---- SUPPLIED DATA

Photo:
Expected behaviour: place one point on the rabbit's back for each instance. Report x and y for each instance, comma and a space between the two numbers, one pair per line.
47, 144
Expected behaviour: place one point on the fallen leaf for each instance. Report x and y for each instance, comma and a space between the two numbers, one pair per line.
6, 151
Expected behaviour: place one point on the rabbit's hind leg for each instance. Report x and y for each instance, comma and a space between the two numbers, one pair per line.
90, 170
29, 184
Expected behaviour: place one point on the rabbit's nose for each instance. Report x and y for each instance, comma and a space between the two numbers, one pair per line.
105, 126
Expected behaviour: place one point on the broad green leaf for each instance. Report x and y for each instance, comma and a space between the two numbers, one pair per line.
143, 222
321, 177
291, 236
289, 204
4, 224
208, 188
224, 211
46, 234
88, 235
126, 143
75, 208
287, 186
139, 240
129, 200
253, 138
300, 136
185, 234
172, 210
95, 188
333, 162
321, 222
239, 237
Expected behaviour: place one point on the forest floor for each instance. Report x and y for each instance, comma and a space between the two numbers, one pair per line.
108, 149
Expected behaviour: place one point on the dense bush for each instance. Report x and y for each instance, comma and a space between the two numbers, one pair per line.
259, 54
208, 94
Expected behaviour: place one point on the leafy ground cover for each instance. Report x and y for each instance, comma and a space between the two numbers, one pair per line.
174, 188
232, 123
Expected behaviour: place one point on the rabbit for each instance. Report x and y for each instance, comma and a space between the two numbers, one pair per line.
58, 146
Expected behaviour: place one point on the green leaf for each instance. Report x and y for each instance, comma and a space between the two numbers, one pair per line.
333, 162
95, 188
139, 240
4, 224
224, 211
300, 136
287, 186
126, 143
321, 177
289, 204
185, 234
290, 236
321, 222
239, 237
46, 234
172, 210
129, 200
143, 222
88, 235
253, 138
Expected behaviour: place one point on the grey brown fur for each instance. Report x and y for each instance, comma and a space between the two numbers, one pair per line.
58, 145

--------
---- SUPPLIED DATA

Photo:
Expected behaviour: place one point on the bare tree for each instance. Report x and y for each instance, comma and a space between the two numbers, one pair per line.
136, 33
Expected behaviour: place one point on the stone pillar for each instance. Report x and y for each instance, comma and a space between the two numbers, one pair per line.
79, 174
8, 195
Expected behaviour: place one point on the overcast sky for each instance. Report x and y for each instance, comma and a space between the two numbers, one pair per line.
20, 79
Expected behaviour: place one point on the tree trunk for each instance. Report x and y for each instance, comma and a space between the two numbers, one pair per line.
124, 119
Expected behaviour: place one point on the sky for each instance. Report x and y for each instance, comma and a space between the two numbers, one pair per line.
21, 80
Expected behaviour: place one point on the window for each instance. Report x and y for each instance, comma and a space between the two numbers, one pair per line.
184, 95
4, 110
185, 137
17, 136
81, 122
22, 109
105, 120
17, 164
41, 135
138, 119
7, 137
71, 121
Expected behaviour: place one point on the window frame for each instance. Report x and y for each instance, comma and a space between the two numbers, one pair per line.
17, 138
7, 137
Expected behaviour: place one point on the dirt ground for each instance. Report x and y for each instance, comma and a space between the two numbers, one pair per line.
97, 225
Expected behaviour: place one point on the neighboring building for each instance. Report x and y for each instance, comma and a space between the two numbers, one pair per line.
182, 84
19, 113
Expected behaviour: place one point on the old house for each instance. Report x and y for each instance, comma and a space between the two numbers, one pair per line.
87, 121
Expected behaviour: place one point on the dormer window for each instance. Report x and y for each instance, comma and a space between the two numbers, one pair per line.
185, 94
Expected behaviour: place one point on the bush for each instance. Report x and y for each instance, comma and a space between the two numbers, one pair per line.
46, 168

--------

→ JOB
Find every line in the data above that contains the word "ground" and copy each of those lines.

→ THE OUTPUT
Expected behaviour: place one point on the leafy ground cover for each instance. Report x and y for each instance, comma and a space between the two numbers, one pair per line.
Expected behaviour: place one point on the dirt ground for each instance. Report x and y for each instance, comma and a space between the two numbers, one pair per line.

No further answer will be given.